# Text for analysis
━━━━━━━━
There are two categories of vegetables – starchy and non-starchy. The starchy vegetables are potatoes, peas, corn and legumes. They’re still very nutritious, but they have higher calories. For those who are adding more fish to their diets for heart health, or weight and diabetes control, limiting quantities is important.

One vegetable in this group that gets a bad rap because it contains carbohydrates is the white potato, but potatoes also contain beneficial nutrients, antioxidants and fiber. Again, portion control is the key. Choose portions the size of a fist, not a shoe. Some salt, pepper and butter are OK, but if you add sour cream, cheese and bacon bits, or process the potatoes into chips, you’re losing the benefits.

The non-starchy vegetables include everything else – tomatoes, green beans, cauliflower, eggplant, onions and so forth. You can eat these in unlimited quantities, but again, watch what you’re topping the with, like heavy cheese sauces.

Finally, make sure that you’re getting enough fruit, which also contains antioxidants and fiber. Because fruits can cause a rise in blood sugar, watch your intake and the amount you eating, especially if you’re diabetic. A good rule of thumb is a one-half cup portion, which has about 15 grams of carbohydrates. That’s an apple the size of a tennis ball.

If you can get three or four of these food groups in a meal, you’re doing a good job. Think about food as preventive medicine. I’m a big believer that the solution needs to be food, not a pill.
━━━━━━━━
# Information supplied

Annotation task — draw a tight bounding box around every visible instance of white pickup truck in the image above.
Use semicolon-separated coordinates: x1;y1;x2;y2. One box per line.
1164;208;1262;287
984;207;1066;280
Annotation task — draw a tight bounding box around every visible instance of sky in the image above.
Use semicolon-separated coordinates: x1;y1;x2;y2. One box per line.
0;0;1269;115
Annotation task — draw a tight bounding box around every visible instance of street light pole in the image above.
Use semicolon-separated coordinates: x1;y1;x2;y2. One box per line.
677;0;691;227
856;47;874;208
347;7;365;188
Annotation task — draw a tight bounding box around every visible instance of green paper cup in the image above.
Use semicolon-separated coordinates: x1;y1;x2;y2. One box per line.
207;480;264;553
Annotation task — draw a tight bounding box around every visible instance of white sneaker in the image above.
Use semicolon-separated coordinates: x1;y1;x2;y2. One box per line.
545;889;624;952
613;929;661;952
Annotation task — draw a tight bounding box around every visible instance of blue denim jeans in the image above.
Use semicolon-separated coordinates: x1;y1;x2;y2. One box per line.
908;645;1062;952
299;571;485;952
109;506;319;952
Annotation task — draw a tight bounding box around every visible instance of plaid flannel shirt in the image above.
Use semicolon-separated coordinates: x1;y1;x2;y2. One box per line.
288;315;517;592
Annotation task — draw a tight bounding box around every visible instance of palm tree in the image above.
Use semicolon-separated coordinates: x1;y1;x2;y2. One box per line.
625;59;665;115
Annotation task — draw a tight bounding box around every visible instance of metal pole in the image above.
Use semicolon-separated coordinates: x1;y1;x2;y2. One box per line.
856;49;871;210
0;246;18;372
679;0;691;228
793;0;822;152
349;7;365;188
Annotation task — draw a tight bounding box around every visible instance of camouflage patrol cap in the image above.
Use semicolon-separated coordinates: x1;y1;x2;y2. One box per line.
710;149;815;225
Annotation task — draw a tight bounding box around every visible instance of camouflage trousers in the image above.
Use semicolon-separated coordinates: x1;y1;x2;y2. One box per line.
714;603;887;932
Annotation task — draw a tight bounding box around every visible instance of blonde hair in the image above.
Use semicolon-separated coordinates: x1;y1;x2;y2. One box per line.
━━━━━━━━
# What is required
Copy word for word the part of the vegetable and fruit passage starting with "The non-starchy vegetables" and going on through "not a pill.".

# Response to the exercise
The non-starchy vegetables include everything else – tomatoes, green beans, cauliflower, eggplant, onions and so forth. You can eat these in unlimited quantities, but again, watch what you’re topping the with, like heavy cheese sauces.

Finally, make sure that you’re getting enough fruit, which also contains antioxidants and fiber. Because fruits can cause a rise in blood sugar, watch your intake and the amount you eating, especially if you’re diabetic. A good rule of thumb is a one-half cup portion, which has about 15 grams of carbohydrates. That’s an apple the size of a tennis ball.

If you can get three or four of these food groups in a meal, you’re doing a good job. Think about food as preventive medicine. I’m a big believer that the solution needs to be food, not a pill.